---------- Information given ----------
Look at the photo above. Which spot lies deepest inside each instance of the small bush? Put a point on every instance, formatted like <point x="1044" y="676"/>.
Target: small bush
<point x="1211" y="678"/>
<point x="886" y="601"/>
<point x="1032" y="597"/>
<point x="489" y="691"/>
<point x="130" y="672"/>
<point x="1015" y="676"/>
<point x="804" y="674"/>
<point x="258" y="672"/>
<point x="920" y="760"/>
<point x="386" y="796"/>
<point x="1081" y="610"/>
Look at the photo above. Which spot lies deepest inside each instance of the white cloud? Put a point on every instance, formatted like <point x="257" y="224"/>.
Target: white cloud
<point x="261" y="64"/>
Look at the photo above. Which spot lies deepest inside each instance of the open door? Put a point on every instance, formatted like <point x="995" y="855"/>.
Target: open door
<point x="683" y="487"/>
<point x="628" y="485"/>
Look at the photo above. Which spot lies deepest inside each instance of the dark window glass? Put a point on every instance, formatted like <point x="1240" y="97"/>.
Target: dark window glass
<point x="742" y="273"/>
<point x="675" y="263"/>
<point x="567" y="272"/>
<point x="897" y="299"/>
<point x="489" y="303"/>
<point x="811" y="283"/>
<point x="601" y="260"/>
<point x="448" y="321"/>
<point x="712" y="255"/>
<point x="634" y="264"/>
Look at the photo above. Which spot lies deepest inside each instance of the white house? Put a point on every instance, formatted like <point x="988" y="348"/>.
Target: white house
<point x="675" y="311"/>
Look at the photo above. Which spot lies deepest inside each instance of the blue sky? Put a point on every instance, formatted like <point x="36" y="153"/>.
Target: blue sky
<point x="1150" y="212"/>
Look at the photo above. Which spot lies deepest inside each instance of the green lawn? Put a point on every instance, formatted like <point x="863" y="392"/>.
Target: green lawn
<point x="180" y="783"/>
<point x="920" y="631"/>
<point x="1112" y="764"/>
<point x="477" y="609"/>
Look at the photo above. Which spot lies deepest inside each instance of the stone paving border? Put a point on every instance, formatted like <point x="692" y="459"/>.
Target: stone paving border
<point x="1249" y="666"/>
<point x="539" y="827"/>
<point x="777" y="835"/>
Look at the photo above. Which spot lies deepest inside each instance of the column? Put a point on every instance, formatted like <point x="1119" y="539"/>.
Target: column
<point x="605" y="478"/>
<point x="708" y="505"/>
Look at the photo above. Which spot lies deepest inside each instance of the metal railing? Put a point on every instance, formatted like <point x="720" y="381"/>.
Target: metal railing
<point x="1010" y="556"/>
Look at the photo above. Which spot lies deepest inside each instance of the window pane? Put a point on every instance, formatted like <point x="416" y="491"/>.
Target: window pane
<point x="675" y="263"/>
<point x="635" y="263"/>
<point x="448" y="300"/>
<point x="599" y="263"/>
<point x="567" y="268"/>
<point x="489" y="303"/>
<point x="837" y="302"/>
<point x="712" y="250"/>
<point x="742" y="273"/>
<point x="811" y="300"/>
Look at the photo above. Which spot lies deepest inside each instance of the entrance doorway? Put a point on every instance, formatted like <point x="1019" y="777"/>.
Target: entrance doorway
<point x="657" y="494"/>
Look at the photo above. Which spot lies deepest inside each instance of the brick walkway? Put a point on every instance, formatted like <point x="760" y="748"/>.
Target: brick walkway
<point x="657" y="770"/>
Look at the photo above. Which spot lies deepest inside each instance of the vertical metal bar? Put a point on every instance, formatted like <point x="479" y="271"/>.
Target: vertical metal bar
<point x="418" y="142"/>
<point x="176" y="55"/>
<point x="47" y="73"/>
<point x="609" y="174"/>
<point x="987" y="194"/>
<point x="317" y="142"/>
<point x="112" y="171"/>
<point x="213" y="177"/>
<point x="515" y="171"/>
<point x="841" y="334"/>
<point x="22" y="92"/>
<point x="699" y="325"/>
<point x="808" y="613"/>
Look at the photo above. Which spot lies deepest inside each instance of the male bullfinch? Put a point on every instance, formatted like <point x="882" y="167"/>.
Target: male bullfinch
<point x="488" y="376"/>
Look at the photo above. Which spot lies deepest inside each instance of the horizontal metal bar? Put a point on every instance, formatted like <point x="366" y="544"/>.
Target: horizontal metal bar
----------
Give every line of the records as a JSON list of strings, one string per line, leaving out blank lines.

* _Completed task_:
[
  "Look at the photo above. Which spot lies deepest inside each instance of the small bush? Put a point on every instance, formatted like <point x=\"1044\" y=\"676\"/>.",
  "Target: small bush",
  "<point x=\"1211\" y=\"678\"/>",
  "<point x=\"886\" y=\"601\"/>",
  "<point x=\"1032\" y=\"597\"/>",
  "<point x=\"489\" y=\"691\"/>",
  "<point x=\"130\" y=\"672\"/>",
  "<point x=\"1015\" y=\"676\"/>",
  "<point x=\"804\" y=\"674\"/>",
  "<point x=\"258\" y=\"672\"/>",
  "<point x=\"920\" y=\"760\"/>",
  "<point x=\"386\" y=\"796\"/>",
  "<point x=\"1081\" y=\"610\"/>",
  "Look at the photo above. Which spot lies deepest inside each instance of the white cloud? Put a point on every instance, formatted like <point x=\"257\" y=\"224\"/>.",
  "Target: white cloud",
  "<point x=\"261\" y=\"64\"/>",
  "Look at the photo above. Which spot lies deepest inside each instance of the open door? Put a point on every instance, formatted like <point x=\"995\" y=\"855\"/>.",
  "Target: open door",
  "<point x=\"683\" y=\"487\"/>",
  "<point x=\"628\" y=\"485\"/>",
  "Look at the photo above. Which spot lies deepest inside each instance of the dark window glass? Put a point on every instance, formatted like <point x=\"1240\" y=\"97\"/>.",
  "Target: dark window glass",
  "<point x=\"742\" y=\"273\"/>",
  "<point x=\"675\" y=\"263\"/>",
  "<point x=\"567\" y=\"272\"/>",
  "<point x=\"897\" y=\"299\"/>",
  "<point x=\"489\" y=\"303\"/>",
  "<point x=\"811\" y=\"283\"/>",
  "<point x=\"601\" y=\"260\"/>",
  "<point x=\"448\" y=\"321\"/>",
  "<point x=\"712\" y=\"255\"/>",
  "<point x=\"634\" y=\"264\"/>",
  "Look at the photo above. Which spot lies deepest inside each instance of the white house? Put a point on every instance, formatted like <point x=\"988\" y=\"348\"/>.",
  "Target: white house",
  "<point x=\"675\" y=\"311\"/>",
  "Look at the photo above. Which spot lies deepest inside each instance of the blue sky? Put a point on every instance, formatted like <point x=\"36\" y=\"153\"/>.",
  "Target: blue sky",
  "<point x=\"1150\" y=\"212\"/>",
  "Look at the photo above. Which spot lies deepest inside each instance of the green lawn? Put a point on every instance, formatted like <point x=\"863\" y=\"392\"/>.",
  "Target: green lawn",
  "<point x=\"180\" y=\"783\"/>",
  "<point x=\"920\" y=\"631\"/>",
  "<point x=\"1112\" y=\"764\"/>",
  "<point x=\"477\" y=\"609\"/>",
  "Look at the photo above. Which spot lies deepest inside each instance of the stone paving border? Put a point on every instance, formatted like <point x=\"692\" y=\"459\"/>.",
  "Target: stone paving border",
  "<point x=\"1249\" y=\"666\"/>",
  "<point x=\"539\" y=\"827\"/>",
  "<point x=\"777\" y=\"835\"/>",
  "Look at the photo above. Which spot lies deepest inside each instance of the column? Put a point on every instance, formatted like <point x=\"1119\" y=\"539\"/>.",
  "Target: column",
  "<point x=\"605\" y=\"478\"/>",
  "<point x=\"708\" y=\"505\"/>",
  "Look at the photo above. Which spot lies deepest inside each instance of the metal railing? Put a point on every instance, formatted like <point x=\"720\" y=\"381\"/>.",
  "Target: metal railing",
  "<point x=\"1010\" y=\"556\"/>",
  "Look at the photo above. Which spot lies deepest inside each instance of the window pane? Put a point on every instance, formatted like <point x=\"416\" y=\"491\"/>.",
  "Target: window pane",
  "<point x=\"675\" y=\"263\"/>",
  "<point x=\"635\" y=\"263\"/>",
  "<point x=\"448\" y=\"300\"/>",
  "<point x=\"599\" y=\"263\"/>",
  "<point x=\"567\" y=\"268\"/>",
  "<point x=\"489\" y=\"303\"/>",
  "<point x=\"837\" y=\"302\"/>",
  "<point x=\"712\" y=\"250\"/>",
  "<point x=\"742\" y=\"273\"/>",
  "<point x=\"811\" y=\"300\"/>",
  "Look at the photo above. Which spot lies deepest inside each instance of the entrance doorway? Put a point on every instance, formatted like <point x=\"1019\" y=\"777\"/>.",
  "Target: entrance doorway",
  "<point x=\"657\" y=\"494\"/>",
  "Look at the photo above. Which spot lies deepest inside each instance of the brick walkway? Put a point on every instance, formatted like <point x=\"760\" y=\"748\"/>.",
  "Target: brick walkway",
  "<point x=\"657\" y=\"770\"/>",
  "Look at the photo above. Which spot lies deepest inside each instance of the vertical metal bar? Put a point on every instance, formatted like <point x=\"479\" y=\"271\"/>.",
  "Target: vertical metal bar",
  "<point x=\"418\" y=\"142\"/>",
  "<point x=\"176\" y=\"55\"/>",
  "<point x=\"47\" y=\"73\"/>",
  "<point x=\"609\" y=\"174\"/>",
  "<point x=\"987\" y=\"194\"/>",
  "<point x=\"317\" y=\"142\"/>",
  "<point x=\"112\" y=\"171\"/>",
  "<point x=\"213\" y=\"177\"/>",
  "<point x=\"515\" y=\"171\"/>",
  "<point x=\"841\" y=\"334\"/>",
  "<point x=\"22\" y=\"92\"/>",
  "<point x=\"699\" y=\"325\"/>",
  "<point x=\"808\" y=\"613\"/>",
  "Look at the photo above. Which spot lies deepest inside each instance of the male bullfinch? Put a point on every instance, formatted like <point x=\"882\" y=\"167\"/>.",
  "Target: male bullfinch",
  "<point x=\"488\" y=\"376\"/>",
  "Look at the photo above. Which spot lies deepest inside each instance of the horizontal metal bar? Put a point on every instance, formatted like <point x=\"366\" y=\"544\"/>.",
  "Target: horizontal metal bar"
]